*Requirement:* Could you format the data below as a JSON list of strings, one string per line, covering everything from the line containing "of the large" through the end of the data, both ends included? Omit blank lines, and keep the pictures out of your answer.
■ ■ ■ ■ ■
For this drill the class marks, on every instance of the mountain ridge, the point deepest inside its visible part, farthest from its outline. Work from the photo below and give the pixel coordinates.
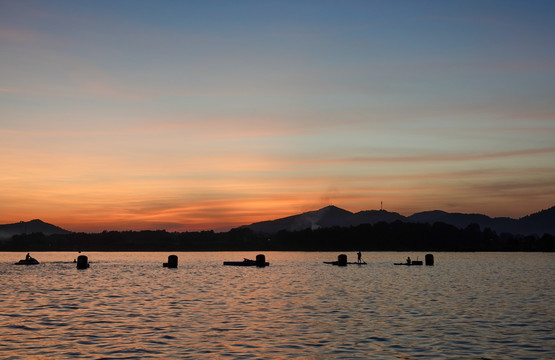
(537, 223)
(29, 227)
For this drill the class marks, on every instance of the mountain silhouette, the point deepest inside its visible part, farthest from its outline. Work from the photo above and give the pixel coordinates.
(29, 227)
(329, 216)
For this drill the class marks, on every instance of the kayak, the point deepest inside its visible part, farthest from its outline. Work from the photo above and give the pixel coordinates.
(31, 261)
(244, 263)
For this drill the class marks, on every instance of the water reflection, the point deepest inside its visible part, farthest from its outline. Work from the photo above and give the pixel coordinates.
(129, 306)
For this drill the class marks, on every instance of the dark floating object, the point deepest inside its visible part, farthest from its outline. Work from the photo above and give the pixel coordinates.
(410, 263)
(28, 261)
(342, 261)
(172, 262)
(82, 262)
(416, 262)
(259, 262)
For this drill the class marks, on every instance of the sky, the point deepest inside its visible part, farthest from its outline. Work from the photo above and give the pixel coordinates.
(206, 115)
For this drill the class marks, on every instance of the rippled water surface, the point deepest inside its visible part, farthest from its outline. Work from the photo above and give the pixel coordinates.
(127, 306)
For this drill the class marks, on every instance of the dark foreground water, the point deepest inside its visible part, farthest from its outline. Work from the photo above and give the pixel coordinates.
(127, 306)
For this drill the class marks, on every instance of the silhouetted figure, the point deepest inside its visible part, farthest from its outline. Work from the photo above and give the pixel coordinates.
(82, 262)
(342, 260)
(172, 262)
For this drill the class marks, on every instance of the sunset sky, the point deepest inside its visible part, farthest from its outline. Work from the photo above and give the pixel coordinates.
(188, 115)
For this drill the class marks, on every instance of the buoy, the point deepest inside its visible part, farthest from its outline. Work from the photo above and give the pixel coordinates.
(172, 261)
(260, 260)
(82, 262)
(342, 260)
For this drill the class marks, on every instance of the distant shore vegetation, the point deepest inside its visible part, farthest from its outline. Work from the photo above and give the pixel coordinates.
(382, 236)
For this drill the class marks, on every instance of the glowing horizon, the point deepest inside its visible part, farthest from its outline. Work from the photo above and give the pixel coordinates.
(205, 116)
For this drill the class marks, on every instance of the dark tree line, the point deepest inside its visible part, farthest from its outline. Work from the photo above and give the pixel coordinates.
(395, 236)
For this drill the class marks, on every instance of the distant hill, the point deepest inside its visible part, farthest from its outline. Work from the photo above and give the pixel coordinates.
(29, 227)
(537, 223)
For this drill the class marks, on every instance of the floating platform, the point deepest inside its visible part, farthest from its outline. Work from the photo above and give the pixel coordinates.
(416, 262)
(245, 263)
(31, 261)
(260, 262)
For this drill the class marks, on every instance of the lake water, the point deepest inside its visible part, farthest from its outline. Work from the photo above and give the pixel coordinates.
(127, 306)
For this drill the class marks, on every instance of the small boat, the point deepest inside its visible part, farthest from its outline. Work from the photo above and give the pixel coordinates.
(30, 261)
(260, 262)
(342, 264)
(245, 262)
(415, 262)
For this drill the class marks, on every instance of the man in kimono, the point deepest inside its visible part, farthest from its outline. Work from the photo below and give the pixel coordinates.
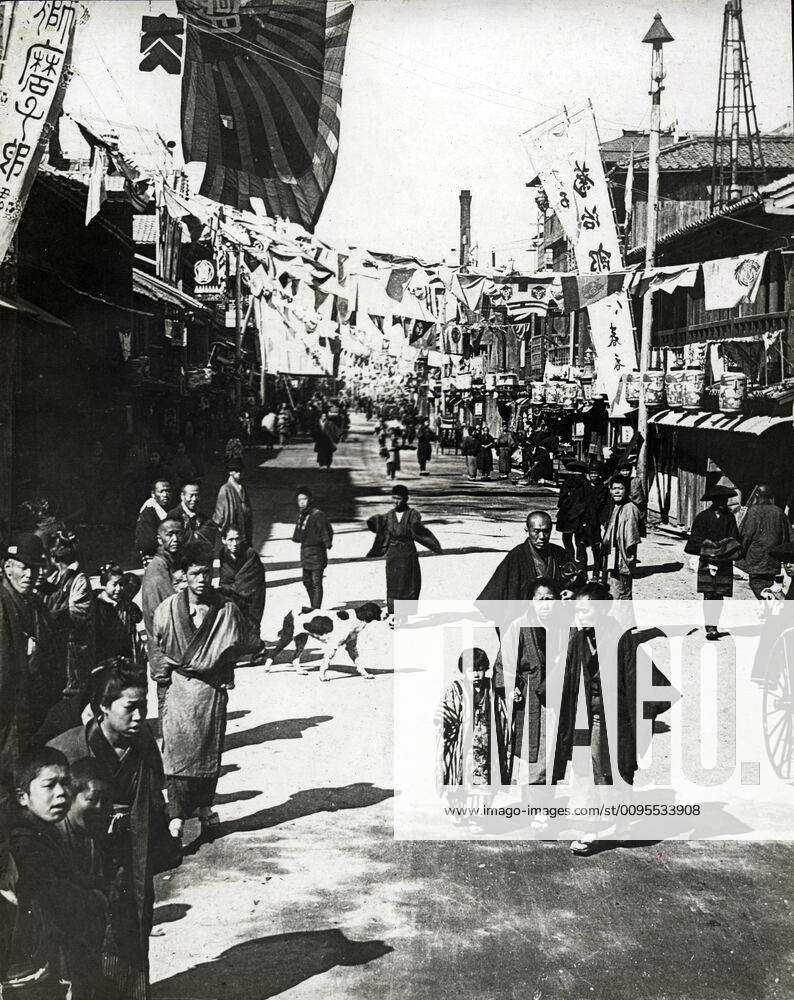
(233, 508)
(158, 583)
(199, 636)
(150, 517)
(315, 534)
(242, 579)
(535, 557)
(195, 524)
(621, 538)
(396, 534)
(32, 678)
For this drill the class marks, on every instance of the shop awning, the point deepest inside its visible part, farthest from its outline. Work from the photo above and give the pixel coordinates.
(34, 312)
(705, 420)
(161, 291)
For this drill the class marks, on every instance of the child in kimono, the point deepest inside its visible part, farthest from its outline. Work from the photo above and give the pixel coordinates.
(52, 895)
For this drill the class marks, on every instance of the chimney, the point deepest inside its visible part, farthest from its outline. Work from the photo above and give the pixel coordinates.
(465, 227)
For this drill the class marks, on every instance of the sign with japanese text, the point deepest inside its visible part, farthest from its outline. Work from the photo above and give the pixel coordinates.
(31, 95)
(566, 155)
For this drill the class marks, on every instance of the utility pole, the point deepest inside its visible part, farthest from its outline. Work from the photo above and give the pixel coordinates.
(656, 36)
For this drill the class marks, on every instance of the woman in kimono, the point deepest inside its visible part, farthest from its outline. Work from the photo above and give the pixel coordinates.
(117, 618)
(119, 740)
(714, 538)
(396, 534)
(485, 457)
(242, 579)
(505, 445)
(70, 600)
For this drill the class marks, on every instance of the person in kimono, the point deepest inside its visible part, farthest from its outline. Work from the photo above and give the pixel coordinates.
(536, 556)
(150, 517)
(117, 738)
(315, 535)
(465, 726)
(714, 538)
(32, 675)
(396, 534)
(325, 436)
(505, 445)
(424, 437)
(117, 618)
(621, 538)
(485, 455)
(70, 601)
(198, 635)
(233, 508)
(158, 583)
(242, 579)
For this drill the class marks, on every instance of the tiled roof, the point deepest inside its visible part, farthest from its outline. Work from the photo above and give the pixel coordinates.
(697, 153)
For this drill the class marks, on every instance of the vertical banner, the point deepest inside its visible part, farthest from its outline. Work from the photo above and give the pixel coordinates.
(565, 154)
(31, 95)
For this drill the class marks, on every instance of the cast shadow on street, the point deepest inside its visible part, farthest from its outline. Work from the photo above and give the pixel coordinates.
(283, 729)
(269, 966)
(307, 802)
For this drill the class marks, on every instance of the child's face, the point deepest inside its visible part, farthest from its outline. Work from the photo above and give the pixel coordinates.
(91, 808)
(48, 796)
(114, 588)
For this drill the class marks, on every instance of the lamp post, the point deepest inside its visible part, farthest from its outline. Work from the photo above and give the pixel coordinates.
(656, 36)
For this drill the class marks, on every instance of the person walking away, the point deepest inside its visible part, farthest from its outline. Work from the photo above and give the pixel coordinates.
(470, 449)
(485, 456)
(32, 676)
(765, 527)
(70, 600)
(393, 444)
(283, 425)
(324, 441)
(424, 450)
(199, 636)
(505, 445)
(514, 578)
(195, 524)
(714, 538)
(117, 618)
(572, 510)
(242, 579)
(396, 535)
(621, 538)
(233, 508)
(157, 584)
(314, 533)
(118, 740)
(151, 515)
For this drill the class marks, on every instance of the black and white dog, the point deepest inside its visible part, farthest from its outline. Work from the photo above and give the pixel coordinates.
(334, 629)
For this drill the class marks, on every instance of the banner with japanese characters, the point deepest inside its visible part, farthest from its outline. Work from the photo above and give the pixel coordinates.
(566, 154)
(31, 95)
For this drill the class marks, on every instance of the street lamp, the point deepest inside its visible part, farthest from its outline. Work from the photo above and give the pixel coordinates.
(656, 36)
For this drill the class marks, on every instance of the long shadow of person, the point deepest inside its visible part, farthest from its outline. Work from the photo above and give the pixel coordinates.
(283, 729)
(268, 966)
(306, 802)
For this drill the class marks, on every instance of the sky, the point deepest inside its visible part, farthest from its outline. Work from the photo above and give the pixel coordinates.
(437, 93)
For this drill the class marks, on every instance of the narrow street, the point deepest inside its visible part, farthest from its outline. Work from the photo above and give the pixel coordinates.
(305, 894)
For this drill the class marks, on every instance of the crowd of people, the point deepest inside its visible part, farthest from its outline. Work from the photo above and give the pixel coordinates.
(93, 806)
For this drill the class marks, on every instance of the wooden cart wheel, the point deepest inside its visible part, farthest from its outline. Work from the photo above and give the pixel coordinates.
(778, 709)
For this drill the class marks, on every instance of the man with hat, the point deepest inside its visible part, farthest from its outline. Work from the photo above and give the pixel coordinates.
(31, 677)
(764, 528)
(715, 539)
(621, 538)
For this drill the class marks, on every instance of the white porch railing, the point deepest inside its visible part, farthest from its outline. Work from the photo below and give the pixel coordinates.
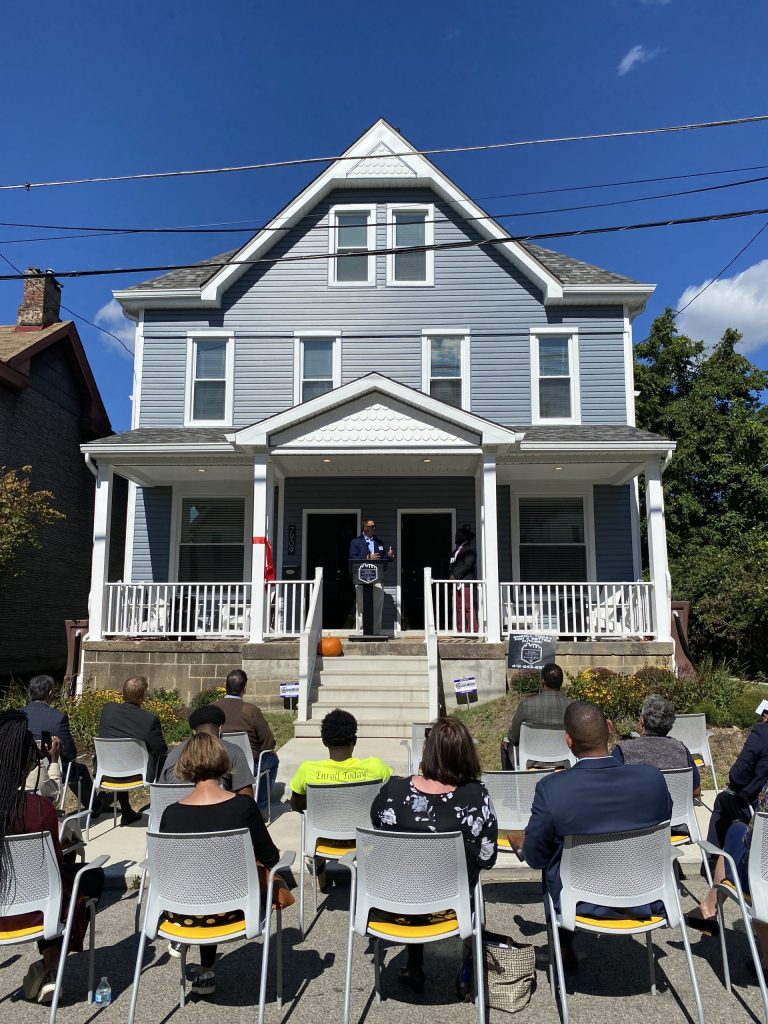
(287, 606)
(591, 610)
(177, 609)
(310, 636)
(460, 607)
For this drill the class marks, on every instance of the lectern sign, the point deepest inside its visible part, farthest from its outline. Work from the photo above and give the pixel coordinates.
(368, 572)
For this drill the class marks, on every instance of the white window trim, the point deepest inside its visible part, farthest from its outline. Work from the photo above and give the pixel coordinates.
(428, 210)
(209, 489)
(333, 231)
(298, 357)
(211, 335)
(426, 358)
(576, 398)
(538, 488)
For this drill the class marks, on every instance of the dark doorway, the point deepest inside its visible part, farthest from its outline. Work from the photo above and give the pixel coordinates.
(327, 541)
(426, 539)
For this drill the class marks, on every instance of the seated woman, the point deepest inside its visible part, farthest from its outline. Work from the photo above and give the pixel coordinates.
(654, 745)
(28, 812)
(209, 808)
(446, 797)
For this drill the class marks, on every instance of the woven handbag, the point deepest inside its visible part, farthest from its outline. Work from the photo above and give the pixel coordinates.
(510, 972)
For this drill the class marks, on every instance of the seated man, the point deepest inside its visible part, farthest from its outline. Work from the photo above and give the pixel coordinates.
(42, 718)
(544, 710)
(129, 720)
(339, 734)
(210, 720)
(654, 745)
(241, 716)
(597, 795)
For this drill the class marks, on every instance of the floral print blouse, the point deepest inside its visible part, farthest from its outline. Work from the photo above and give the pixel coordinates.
(468, 809)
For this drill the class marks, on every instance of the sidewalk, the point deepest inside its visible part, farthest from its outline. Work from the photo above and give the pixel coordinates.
(126, 847)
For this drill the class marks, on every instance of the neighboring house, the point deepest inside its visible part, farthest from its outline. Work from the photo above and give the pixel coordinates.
(49, 406)
(288, 388)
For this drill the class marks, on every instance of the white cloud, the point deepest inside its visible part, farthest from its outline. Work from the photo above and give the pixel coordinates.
(637, 55)
(740, 301)
(111, 317)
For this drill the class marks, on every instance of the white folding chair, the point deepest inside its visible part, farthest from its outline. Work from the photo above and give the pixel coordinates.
(37, 889)
(616, 869)
(691, 730)
(162, 795)
(543, 747)
(754, 905)
(122, 765)
(206, 875)
(328, 826)
(412, 875)
(512, 796)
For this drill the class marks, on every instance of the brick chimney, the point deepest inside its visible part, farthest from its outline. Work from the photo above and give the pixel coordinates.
(42, 301)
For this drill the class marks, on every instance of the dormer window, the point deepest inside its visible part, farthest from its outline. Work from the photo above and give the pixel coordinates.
(352, 242)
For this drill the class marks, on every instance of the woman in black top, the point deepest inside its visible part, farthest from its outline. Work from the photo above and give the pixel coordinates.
(446, 797)
(209, 808)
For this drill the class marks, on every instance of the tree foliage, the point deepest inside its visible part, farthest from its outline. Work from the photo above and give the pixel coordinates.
(716, 486)
(23, 512)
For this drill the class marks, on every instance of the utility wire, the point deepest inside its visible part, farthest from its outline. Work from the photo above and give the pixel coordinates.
(28, 185)
(438, 247)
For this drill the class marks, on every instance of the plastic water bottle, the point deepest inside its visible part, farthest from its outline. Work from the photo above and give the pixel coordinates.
(103, 993)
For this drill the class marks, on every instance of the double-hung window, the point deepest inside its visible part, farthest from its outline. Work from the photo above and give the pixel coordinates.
(410, 233)
(554, 374)
(445, 367)
(352, 241)
(317, 366)
(209, 376)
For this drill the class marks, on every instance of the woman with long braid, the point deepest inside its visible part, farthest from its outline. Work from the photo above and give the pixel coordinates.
(28, 812)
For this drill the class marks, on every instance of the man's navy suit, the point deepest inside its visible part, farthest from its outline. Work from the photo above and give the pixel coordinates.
(597, 795)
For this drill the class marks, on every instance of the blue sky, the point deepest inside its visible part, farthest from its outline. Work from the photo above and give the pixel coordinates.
(101, 89)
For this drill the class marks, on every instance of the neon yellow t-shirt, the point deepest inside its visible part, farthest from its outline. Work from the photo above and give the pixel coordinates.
(333, 772)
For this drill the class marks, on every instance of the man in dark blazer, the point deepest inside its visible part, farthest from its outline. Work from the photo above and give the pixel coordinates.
(369, 548)
(129, 720)
(597, 795)
(42, 718)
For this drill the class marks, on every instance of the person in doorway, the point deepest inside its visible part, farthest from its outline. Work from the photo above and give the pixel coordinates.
(368, 548)
(463, 567)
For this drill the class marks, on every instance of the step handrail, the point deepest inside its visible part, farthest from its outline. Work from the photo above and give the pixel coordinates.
(308, 640)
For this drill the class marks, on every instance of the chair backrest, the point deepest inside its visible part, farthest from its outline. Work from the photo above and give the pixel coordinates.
(691, 730)
(619, 869)
(37, 881)
(202, 873)
(412, 873)
(121, 758)
(335, 811)
(757, 867)
(543, 745)
(680, 783)
(162, 795)
(512, 795)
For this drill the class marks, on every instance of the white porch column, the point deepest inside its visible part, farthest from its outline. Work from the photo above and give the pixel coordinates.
(659, 574)
(263, 492)
(489, 547)
(100, 557)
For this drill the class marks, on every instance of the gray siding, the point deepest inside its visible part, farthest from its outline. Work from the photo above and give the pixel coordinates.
(152, 534)
(613, 534)
(382, 327)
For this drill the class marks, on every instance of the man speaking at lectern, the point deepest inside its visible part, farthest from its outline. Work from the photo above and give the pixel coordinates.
(368, 548)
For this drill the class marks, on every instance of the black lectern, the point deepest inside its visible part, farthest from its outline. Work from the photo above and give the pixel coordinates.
(367, 573)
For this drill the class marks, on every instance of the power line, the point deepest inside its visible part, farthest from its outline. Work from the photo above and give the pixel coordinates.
(485, 146)
(438, 247)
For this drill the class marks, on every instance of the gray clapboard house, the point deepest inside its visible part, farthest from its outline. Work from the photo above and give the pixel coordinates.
(379, 349)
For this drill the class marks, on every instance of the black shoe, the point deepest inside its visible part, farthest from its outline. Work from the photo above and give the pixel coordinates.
(413, 978)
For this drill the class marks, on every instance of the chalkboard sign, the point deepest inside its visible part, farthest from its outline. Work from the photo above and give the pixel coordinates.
(530, 650)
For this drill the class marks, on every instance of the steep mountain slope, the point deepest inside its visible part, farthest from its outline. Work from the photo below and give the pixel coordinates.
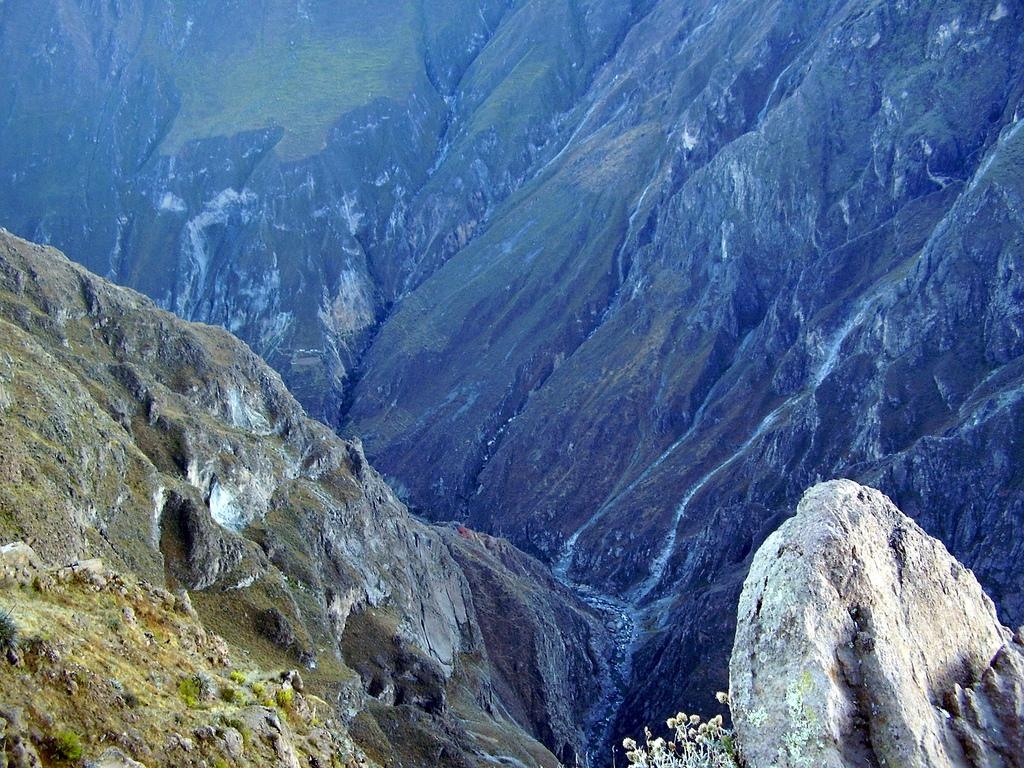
(634, 273)
(783, 245)
(172, 452)
(287, 171)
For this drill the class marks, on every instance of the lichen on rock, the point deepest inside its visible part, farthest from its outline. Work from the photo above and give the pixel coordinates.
(861, 641)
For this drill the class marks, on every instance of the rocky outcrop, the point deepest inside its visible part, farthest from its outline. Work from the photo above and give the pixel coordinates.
(171, 451)
(110, 672)
(861, 641)
(632, 274)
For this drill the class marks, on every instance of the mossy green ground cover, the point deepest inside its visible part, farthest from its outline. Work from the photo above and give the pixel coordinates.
(298, 77)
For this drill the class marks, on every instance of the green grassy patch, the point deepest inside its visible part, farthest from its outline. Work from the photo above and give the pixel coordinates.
(300, 82)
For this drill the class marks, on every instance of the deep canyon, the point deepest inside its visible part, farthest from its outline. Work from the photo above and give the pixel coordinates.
(614, 281)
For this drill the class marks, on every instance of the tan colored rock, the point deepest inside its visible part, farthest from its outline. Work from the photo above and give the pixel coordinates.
(861, 641)
(18, 556)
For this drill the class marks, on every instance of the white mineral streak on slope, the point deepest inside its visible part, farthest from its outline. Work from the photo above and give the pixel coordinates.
(771, 92)
(224, 509)
(983, 169)
(824, 369)
(216, 211)
(640, 593)
(159, 500)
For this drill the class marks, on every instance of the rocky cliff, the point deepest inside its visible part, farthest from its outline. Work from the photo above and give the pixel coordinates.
(614, 280)
(783, 245)
(170, 451)
(287, 172)
(861, 641)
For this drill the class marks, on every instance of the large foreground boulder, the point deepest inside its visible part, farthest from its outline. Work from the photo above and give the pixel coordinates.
(862, 642)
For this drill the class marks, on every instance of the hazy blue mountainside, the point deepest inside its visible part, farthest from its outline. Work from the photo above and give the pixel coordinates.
(287, 170)
(615, 281)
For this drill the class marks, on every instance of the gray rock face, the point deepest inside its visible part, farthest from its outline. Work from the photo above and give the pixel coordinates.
(622, 278)
(861, 641)
(170, 450)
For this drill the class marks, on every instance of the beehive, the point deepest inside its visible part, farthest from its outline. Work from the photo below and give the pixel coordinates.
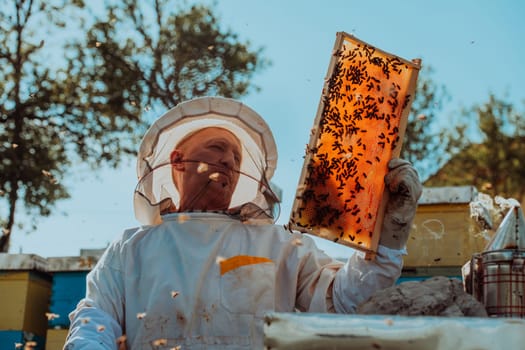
■ ■ ■ ■ ■
*The completed task:*
[
  "For this drill the class marks, on every instance of the large foreground boulder, the point deepest inside its visible part, farthest from its outline. Work from the photo above and give the pixel coordinates.",
  "(862, 642)",
  "For this drill the class marks, on every instance of the hazy blue mountainside, the point deepest inside its visible part, farthest from its outline. Work from the photo above and give the pixel coordinates.",
  "(287, 170)",
  "(615, 281)",
  "For this drill the class marks, on every instance of the gray rock face, the point deepest inside its visible part, farthest from its outline. Work from the photo above and give the pixel coordinates.",
  "(622, 278)",
  "(861, 641)",
  "(170, 450)",
  "For this drill the class marks, on every instance of the beehive, the point deepest inside its visible part, farthest from its outline. Work from the photo below and give the pixel coordinates."
]